> **THE EXERCISE**
Repeat the listing below in full, exactly as it stands.
------ ITEMS ------
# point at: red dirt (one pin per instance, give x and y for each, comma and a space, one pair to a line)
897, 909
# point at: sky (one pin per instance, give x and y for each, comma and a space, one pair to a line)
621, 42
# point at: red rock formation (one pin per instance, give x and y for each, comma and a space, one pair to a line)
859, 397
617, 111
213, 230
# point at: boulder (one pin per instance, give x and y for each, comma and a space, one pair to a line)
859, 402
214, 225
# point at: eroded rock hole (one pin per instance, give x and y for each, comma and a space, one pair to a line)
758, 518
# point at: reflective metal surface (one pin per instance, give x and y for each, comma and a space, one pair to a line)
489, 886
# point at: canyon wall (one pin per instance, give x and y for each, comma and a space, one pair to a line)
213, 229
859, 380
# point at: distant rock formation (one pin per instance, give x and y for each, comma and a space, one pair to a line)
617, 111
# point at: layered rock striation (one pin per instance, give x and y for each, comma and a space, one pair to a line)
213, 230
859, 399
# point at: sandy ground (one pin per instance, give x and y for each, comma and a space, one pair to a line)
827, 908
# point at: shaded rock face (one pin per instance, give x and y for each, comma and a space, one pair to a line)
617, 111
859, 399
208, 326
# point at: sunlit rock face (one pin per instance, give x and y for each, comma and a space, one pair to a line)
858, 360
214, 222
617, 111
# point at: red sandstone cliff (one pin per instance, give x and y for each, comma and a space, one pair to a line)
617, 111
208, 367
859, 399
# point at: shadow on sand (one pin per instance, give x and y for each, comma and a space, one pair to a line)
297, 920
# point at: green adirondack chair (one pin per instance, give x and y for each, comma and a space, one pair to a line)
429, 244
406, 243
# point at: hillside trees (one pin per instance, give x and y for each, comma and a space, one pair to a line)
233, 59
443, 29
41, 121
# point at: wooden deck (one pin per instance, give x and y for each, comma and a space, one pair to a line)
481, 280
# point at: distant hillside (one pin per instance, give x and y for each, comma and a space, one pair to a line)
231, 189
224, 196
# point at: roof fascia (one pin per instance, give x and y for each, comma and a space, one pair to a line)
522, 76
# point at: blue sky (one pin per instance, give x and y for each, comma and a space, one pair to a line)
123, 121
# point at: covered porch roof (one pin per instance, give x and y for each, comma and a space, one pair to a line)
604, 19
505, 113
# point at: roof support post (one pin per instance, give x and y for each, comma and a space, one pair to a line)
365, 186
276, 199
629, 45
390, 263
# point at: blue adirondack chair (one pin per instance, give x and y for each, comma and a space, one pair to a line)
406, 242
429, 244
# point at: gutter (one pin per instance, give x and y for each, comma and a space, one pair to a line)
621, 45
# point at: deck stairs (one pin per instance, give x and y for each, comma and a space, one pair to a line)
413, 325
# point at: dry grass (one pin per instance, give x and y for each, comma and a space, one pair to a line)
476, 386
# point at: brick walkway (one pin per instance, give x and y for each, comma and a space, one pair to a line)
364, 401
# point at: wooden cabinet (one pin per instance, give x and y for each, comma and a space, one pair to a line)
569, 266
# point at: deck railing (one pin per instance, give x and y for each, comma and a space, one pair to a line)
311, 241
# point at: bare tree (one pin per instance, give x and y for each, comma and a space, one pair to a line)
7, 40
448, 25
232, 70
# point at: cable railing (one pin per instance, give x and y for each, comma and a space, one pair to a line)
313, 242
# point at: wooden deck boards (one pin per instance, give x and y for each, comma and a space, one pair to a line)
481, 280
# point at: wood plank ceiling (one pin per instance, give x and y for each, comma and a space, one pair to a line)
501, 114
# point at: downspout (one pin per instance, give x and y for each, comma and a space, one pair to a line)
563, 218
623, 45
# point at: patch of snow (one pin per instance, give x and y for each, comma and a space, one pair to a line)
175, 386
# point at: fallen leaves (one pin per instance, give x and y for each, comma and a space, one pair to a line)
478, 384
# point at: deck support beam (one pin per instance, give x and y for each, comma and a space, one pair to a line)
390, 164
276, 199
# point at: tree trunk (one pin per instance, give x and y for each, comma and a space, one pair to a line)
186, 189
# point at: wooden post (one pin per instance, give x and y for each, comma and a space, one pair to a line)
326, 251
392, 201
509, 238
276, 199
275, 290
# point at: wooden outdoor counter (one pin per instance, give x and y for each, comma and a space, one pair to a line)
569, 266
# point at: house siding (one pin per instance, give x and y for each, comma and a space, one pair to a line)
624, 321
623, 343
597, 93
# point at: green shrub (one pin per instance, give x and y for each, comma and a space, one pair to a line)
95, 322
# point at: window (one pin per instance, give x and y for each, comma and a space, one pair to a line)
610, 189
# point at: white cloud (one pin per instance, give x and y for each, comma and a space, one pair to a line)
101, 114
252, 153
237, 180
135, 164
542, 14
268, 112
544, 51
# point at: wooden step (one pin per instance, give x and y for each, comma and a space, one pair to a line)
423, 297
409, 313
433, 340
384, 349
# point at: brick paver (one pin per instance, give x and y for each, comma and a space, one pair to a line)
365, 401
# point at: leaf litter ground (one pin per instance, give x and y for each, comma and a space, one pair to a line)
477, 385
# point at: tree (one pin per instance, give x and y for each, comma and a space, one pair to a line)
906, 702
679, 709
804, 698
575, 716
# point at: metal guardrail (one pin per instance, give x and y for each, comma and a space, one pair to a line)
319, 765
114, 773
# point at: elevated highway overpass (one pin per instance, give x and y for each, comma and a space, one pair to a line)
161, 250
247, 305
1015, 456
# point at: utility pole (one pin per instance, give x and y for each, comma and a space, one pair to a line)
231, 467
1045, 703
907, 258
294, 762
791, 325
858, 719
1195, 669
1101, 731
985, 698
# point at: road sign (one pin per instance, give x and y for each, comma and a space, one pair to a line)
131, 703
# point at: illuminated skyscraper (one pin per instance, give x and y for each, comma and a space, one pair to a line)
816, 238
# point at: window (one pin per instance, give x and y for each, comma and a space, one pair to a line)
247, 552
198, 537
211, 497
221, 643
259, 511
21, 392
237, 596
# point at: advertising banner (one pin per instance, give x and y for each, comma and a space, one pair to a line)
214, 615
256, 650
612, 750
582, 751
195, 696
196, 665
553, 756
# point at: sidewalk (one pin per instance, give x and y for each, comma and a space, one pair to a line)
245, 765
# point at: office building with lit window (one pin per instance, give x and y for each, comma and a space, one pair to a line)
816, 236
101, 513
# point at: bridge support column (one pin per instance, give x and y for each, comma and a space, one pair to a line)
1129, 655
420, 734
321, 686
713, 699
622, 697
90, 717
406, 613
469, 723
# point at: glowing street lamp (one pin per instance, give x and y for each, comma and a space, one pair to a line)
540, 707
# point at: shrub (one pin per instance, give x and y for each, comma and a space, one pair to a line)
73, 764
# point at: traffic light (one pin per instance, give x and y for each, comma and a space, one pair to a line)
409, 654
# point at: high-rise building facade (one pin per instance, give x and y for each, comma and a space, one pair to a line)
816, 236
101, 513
------
> **FINAL RESULT**
# point at: red dirt (one pin per instance, give x and y for each, comma and a space, one pair to a line)
897, 909
# point at: sky (one pin per instance, give x and y for each, comma and a space, one pair to a line)
621, 42
# point at: red rock formation (one pin per instance, give x and y for each, comma and a space, one pair to a line)
859, 397
617, 111
213, 230
# point at: boulder (one pin per instance, give x and y for each, comma and a space, one pair to a line)
859, 402
214, 225
# point at: eroded rock hole (one pin per instance, give x and y for each, comma and a space, one pair to a line)
758, 518
# point at: reflective metal surface (one pin per instance, give x and y for each, comma and a space, one pair to a line)
489, 886
# point at: canyon wall (one pin per instance, give x and y for each, comma and a space, one pair to a line)
213, 229
859, 380
# point at: distant rock formation (one pin per instance, give x and y for each, comma and a space, one pair to a line)
617, 111
# point at: layered rock striation (one pin per instance, give x and y for each, comma and a space, one pair to a line)
213, 230
859, 399
# point at: sandy ground (one pin per instance, give x and y for each, comma and a space, one pair to a line)
827, 908
# point at: shaded rock face (one pin per instance, give x and y for each, comma and a space, one pair to a line)
617, 111
859, 399
208, 326
# point at: sunlit rock face (one pin per instance, give x and y for each, comma and a space, one pair to a line)
858, 360
214, 222
617, 111
# point at: red sandstone cliff (one pin per instance, give x and y for each, comma and a space, one pair to a line)
617, 111
208, 367
859, 399
# point at: shadow on sand (one pin per instance, give x and y for each, comma and a space, one pair to a line)
297, 920
# point at: green adirondack chair (one pin per instance, give x and y for each, comma and a space, one pair to a line)
429, 244
406, 243
# point at: hillside trees (one pin per instance, give x and y for each, comma and a space, one pair to a line)
233, 59
443, 29
41, 121
# point at: wooden deck (one pin per instance, give x and y for each, comma and a space, one pair to a line)
481, 280
# point at: distant hillside (one pin per instance, give x and y for each, comma and a space, one pair to a line)
231, 189
224, 196
# point at: roof fascia (one pin per instance, give x and y for each, comma and a space, one pair to a line)
522, 76
# point at: blue sky (one pin per instance, give x and y for each, comma and a space, one pair to a line)
123, 121
# point at: covered porch roof (one pin per instance, give x and y for each, comma and a space, one pair to a line)
604, 19
505, 113
# point at: roof support post (one pin per instance, give x and y for each, comma and a space, one pair to a line)
365, 186
276, 199
629, 45
390, 263
# point at: blue adirondack chair (one pin per instance, give x and y for each, comma and a space, one pair to a line)
406, 242
429, 244
# point at: gutter (one pin per instance, give x and y for each, comma and a space, one pair to a line)
621, 45
# point at: deck stairs (one pin per instance, give x and y for each, comma and a space, one pair to a line)
413, 325
# point at: dry grass (one pin per instance, give x and y for each, comma and a space, one pair to a line)
476, 386
# point at: brick walkway (one pin per instance, give x and y for each, comma and a space, one pair to a line)
364, 401
# point at: wooden cabinet (one pin per instance, give x and y for each, comma and a space, one pair to a line)
569, 266
# point at: deck railing (one pin per instance, give x and y for each, comma and a space, one pair to a line)
311, 241
# point at: bare tree (one pin per instance, give x and y for each, comma and a space, one pair to a line)
7, 40
448, 25
232, 70
# point at: cable railing (one pin per instance, give x and y for each, comma and a space, one pair to a line)
313, 242
# point at: wooden deck boards (one pin per instance, give x and y for each, comma and a space, one pair to a line)
481, 280
# point at: wood plank ceiling (one pin per instance, give x and y for each, comma and a space, one pair to a line)
501, 114
# point at: downspout (one pin per instance, give x and y for each, comma and a space, one pair to a line)
563, 218
623, 45
# point at: patch of snow (one pin per instance, give x and y for each, comma and a space, one pair to a line)
175, 386
# point at: fallen leaves (one pin per instance, give x and y for each, comma and a space, one pair to a line)
478, 384
# point at: deck support beam (one pin per instance, give x and y for each, comma and a space, one pair to a line)
390, 164
276, 199
# point at: tree trunk (one pin per instance, give x and y for each, comma and a space, one pair to a line)
186, 189
# point at: wooden post (one pin per instance, give x and y for each, comma and a space, one pair to a line)
326, 251
392, 201
509, 238
276, 199
275, 290
# point at: wooden outdoor counter (one pin per instance, give x and y for each, comma and a space, one pair to a line)
569, 266
# point at: house siding (one pin per instance, give x and y for each, comma and a space, one pair to a line)
624, 321
623, 343
597, 93
# point at: green shrub (one pin per instance, give x and y for each, comma and a space, one pair to a line)
95, 322
# point at: window (one pin per instance, give x and y for each, comma and a space, one pair to a line)
610, 189
# point at: white cloud (one pin per instance, give x and y for each, comma and a space, one pair to a line)
101, 114
252, 153
237, 180
135, 164
542, 14
268, 112
544, 51
# point at: wooden step (one pin per instance, give x and y for each, comma and a space, one pair to a line)
423, 297
409, 313
433, 340
384, 349
# point at: brick paver (one pin per instance, give x and y for each, comma and a space, one pair to a line)
365, 401
# point at: leaf litter ground (one pin per instance, give x and y for each, comma and a space, one pair to a line)
477, 385
# point at: tree (one pin per instance, give x and y for each, comma and a space, one pair to a line)
906, 702
679, 709
804, 698
575, 716
# point at: metal guardrail (one pin per instance, give x and y for each, comma and a space, one pair to a line)
319, 765
114, 773
# point at: elevated highway overpass (one pin per instance, give x and y for each, comma and a space, one pair to a line)
161, 250
247, 305
1015, 456
# point at: utility pole (one pin per instance, give x and y for each, comma and a space, one pair to a line)
231, 467
1045, 703
907, 258
294, 762
791, 325
858, 719
1195, 669
1101, 731
985, 698
# point at: road sign (one pin per instance, give x and y for each, comma and a space, one pair to a line)
131, 703
# point at: illuminated skyscraper (one pin per instance, give x and y for each, comma and a space, one pair to a line)
816, 238
# point at: window (one pin per instance, give x and y for each, comma and a space, one pair to a line)
247, 552
198, 537
211, 497
221, 643
259, 511
21, 392
237, 596
# point at: advertising banner (one pin per instance, give x and y for each, comma and a space, one pair to a line)
214, 615
256, 650
612, 750
582, 751
195, 696
196, 665
553, 756
# point at: sidewalk (one pin per instance, give x and y for each, comma and a space, one pair to a line)
245, 765
# point at: office building with lit window (one pin per instance, give x and y for each, comma and a space, one pair to a line)
816, 236
101, 513
# point at: bridge support column (one pin per instance, give x and y for each, comma and a space, one pair to a line)
1129, 655
420, 734
321, 686
713, 699
622, 697
90, 717
406, 613
469, 723
# point at: glowing street lamp (one pin per instance, give x and y for each, comma and a space, one pair to a line)
540, 707
# point at: shrub (one pin per instance, give x and y for each, comma and a space, one pair to a line)
73, 764
# point at: traffic light (one pin per instance, give x and y for each, comma and a space, one pair to a line)
409, 654
# point at: high-rise building facade (one pin per instance, give x and y for each, comma and a space, one pair to a line)
816, 236
101, 513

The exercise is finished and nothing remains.